_TASK BRIEF_
Would you copy out exactly the lines of the listing below, beginning with the one that contains "door, one point per instance." and ending with the last?
- Opening Delimiter -
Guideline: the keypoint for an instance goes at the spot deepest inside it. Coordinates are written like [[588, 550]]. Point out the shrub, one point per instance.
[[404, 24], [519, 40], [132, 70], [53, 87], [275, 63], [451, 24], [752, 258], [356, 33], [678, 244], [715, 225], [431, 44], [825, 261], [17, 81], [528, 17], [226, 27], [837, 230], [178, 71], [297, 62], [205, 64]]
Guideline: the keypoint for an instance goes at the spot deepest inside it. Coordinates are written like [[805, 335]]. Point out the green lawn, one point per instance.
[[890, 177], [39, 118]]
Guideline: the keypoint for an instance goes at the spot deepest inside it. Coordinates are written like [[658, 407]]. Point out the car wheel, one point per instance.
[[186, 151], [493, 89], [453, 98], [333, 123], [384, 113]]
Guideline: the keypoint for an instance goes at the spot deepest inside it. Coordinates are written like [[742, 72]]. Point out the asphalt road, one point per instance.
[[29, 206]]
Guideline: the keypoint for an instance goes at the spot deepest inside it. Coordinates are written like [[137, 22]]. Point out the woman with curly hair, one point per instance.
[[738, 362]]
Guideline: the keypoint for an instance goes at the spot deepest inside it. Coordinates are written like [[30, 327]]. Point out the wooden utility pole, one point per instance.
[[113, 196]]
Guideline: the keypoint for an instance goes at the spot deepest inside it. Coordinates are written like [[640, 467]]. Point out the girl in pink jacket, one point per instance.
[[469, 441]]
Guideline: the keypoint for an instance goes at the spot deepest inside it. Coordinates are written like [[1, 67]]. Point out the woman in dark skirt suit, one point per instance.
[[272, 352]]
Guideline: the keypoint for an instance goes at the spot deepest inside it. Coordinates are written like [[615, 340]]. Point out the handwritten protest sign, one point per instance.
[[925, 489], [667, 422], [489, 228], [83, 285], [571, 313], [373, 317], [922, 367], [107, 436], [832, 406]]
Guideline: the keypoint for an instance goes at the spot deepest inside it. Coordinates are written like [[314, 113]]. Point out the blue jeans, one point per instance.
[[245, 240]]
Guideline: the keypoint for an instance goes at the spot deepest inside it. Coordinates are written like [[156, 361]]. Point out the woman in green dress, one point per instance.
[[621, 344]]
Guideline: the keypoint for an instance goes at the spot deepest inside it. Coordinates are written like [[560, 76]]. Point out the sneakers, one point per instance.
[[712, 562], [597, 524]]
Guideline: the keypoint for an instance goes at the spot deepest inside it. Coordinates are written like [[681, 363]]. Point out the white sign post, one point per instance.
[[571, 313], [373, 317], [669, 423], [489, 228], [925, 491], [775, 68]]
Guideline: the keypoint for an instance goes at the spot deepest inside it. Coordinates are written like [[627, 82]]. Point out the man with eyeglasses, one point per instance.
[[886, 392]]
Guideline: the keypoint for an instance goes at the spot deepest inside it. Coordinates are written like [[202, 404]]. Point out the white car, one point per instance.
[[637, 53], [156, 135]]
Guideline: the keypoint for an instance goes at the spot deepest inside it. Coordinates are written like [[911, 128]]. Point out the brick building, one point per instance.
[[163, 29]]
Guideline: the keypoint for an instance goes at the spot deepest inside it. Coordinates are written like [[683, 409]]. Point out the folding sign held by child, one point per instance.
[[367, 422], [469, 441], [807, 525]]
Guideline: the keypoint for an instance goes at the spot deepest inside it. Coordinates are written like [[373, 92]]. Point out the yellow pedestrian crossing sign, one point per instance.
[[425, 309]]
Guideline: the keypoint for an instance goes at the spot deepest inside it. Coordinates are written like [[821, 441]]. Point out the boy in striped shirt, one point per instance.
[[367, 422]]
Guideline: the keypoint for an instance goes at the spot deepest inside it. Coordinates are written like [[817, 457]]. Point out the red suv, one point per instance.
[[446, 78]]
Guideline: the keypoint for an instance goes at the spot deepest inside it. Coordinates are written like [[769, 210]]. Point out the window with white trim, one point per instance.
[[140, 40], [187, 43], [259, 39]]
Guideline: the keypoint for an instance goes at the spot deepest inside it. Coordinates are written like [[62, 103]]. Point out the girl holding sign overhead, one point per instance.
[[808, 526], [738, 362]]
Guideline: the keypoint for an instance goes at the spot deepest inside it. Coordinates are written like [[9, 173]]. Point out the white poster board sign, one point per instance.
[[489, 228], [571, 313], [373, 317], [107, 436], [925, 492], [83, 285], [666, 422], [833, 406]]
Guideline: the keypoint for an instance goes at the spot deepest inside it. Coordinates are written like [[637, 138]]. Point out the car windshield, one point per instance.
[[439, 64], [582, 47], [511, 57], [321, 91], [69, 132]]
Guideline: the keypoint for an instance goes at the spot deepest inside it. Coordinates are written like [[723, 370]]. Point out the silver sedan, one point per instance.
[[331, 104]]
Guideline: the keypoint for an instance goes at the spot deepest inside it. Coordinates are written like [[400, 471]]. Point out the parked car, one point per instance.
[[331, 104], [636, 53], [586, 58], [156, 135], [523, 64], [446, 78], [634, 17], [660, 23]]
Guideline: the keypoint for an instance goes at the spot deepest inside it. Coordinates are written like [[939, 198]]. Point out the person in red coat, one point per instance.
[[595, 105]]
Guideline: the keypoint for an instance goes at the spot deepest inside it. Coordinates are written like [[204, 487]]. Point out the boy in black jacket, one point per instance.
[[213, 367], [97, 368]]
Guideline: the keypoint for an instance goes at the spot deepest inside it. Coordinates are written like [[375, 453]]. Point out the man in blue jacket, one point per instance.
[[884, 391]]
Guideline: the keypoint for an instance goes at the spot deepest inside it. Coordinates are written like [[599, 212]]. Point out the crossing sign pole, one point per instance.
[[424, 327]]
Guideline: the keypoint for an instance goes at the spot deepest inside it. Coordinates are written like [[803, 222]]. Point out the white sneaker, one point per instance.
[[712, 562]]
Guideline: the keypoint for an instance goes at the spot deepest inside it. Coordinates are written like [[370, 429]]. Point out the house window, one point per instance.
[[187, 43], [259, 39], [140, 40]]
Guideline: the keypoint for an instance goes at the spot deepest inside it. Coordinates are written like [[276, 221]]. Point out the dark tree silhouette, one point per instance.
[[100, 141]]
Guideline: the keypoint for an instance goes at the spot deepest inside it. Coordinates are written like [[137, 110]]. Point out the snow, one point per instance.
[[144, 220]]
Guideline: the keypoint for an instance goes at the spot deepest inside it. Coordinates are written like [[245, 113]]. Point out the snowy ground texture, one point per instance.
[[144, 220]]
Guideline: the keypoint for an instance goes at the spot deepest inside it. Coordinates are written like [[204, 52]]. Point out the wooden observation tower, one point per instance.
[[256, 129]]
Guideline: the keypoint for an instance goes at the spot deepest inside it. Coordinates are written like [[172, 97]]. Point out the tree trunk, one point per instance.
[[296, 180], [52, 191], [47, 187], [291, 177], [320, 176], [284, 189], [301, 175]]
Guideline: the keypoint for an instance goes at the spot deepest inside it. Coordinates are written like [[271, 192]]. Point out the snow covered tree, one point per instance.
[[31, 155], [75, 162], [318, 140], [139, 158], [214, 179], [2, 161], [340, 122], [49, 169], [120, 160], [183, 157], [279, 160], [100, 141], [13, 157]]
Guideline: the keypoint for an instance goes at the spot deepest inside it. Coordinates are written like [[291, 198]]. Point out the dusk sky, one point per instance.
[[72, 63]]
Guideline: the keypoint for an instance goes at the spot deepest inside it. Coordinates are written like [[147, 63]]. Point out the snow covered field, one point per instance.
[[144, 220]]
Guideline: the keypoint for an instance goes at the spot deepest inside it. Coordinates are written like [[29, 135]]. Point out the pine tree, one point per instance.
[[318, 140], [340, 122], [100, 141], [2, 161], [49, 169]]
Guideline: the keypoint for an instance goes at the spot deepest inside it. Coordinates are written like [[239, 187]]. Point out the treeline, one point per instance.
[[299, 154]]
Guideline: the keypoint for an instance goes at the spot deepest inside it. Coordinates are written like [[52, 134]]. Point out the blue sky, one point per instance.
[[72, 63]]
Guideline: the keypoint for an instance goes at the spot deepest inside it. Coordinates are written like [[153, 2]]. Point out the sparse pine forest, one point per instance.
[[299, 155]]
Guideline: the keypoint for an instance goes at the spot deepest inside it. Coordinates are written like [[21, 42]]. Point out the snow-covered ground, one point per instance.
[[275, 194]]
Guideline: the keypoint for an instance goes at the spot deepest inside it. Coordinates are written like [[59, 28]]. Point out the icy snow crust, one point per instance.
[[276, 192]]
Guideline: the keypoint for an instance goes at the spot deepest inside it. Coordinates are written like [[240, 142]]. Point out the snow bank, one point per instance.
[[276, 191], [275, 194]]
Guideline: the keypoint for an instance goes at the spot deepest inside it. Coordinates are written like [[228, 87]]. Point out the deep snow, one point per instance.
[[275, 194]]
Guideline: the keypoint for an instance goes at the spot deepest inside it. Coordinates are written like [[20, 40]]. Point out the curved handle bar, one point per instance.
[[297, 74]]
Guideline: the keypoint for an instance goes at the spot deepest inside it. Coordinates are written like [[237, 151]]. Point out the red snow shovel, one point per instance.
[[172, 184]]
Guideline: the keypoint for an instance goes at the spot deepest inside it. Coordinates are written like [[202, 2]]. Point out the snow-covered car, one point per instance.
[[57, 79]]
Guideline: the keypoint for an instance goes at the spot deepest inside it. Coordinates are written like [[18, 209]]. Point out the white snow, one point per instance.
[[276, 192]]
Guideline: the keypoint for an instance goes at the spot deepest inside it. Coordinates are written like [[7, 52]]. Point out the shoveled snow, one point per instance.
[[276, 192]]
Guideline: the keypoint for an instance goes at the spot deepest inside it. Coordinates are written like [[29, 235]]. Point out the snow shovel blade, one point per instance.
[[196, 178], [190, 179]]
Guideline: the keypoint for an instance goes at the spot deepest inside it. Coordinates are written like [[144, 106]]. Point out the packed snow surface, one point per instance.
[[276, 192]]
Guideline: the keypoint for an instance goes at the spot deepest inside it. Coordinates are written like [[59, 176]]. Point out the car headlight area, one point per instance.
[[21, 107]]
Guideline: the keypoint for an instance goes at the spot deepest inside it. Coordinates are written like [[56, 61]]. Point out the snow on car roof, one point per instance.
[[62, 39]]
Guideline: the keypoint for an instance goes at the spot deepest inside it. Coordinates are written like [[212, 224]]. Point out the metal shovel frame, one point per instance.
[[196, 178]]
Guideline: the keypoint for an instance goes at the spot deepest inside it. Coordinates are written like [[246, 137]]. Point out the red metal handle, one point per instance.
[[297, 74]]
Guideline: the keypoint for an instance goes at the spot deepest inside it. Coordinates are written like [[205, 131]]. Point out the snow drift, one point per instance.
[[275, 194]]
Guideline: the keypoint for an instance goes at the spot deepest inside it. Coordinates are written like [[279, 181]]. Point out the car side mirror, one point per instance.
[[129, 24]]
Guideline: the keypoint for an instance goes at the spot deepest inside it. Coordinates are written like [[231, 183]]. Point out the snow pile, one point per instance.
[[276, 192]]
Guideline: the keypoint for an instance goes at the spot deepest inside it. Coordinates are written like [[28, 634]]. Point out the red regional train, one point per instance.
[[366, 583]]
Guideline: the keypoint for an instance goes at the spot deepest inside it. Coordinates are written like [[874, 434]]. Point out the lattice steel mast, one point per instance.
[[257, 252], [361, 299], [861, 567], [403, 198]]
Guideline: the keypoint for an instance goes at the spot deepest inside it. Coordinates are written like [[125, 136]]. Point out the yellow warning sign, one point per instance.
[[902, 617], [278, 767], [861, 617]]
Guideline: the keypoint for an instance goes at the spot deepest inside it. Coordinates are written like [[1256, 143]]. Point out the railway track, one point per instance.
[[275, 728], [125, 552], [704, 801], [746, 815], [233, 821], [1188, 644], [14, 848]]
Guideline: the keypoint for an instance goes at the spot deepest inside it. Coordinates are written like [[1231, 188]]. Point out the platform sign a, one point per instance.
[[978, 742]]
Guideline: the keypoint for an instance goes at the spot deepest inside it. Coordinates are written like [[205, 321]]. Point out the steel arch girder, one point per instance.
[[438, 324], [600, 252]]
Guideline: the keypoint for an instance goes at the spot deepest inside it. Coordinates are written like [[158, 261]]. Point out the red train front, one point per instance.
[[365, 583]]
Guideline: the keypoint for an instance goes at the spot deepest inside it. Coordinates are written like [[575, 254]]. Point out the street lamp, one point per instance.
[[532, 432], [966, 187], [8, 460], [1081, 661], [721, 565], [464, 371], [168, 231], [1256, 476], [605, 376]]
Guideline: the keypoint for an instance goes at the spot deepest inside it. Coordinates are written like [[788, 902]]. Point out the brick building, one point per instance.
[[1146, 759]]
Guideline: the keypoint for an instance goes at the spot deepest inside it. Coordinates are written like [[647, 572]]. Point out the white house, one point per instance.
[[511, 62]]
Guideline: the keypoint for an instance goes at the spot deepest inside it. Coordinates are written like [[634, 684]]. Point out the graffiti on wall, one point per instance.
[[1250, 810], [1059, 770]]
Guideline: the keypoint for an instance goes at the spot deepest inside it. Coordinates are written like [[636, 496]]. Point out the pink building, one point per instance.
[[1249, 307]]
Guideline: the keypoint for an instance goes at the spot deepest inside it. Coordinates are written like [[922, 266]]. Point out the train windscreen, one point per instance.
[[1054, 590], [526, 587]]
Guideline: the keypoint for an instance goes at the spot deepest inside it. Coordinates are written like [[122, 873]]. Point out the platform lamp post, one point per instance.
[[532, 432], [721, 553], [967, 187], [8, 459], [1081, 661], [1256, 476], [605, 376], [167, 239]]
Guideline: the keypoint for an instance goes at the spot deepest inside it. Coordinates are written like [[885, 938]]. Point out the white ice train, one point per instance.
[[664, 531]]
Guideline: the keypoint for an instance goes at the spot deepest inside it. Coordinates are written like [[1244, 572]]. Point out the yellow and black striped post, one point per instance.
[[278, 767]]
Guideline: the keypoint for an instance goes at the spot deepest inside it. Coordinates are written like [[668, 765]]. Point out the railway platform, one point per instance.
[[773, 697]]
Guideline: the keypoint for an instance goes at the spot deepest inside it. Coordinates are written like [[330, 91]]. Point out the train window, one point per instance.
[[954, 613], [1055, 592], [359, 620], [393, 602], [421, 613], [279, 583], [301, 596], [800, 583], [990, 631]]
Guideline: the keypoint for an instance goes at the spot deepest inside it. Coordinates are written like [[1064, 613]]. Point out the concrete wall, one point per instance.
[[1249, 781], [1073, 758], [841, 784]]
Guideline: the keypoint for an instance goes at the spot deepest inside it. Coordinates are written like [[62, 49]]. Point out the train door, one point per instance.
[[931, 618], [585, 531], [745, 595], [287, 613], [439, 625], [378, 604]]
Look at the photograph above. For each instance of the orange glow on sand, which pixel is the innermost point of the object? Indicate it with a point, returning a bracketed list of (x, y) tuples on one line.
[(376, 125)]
- Closing Delimiter -
_SOLUTION_
Guideline: the keypoint for an instance goes at the spot deepest inside it. Coordinates are written like [[62, 49]]. Point out the train door, one point per instance.
[[931, 618], [585, 531], [745, 595], [287, 613], [439, 625], [378, 604]]
Look at the photograph above. For each instance of the orange glow on sand, which pixel is the innermost point of the object? Indicate it with a point, returning a bracketed list of (x, y) tuples on one line.
[(376, 125)]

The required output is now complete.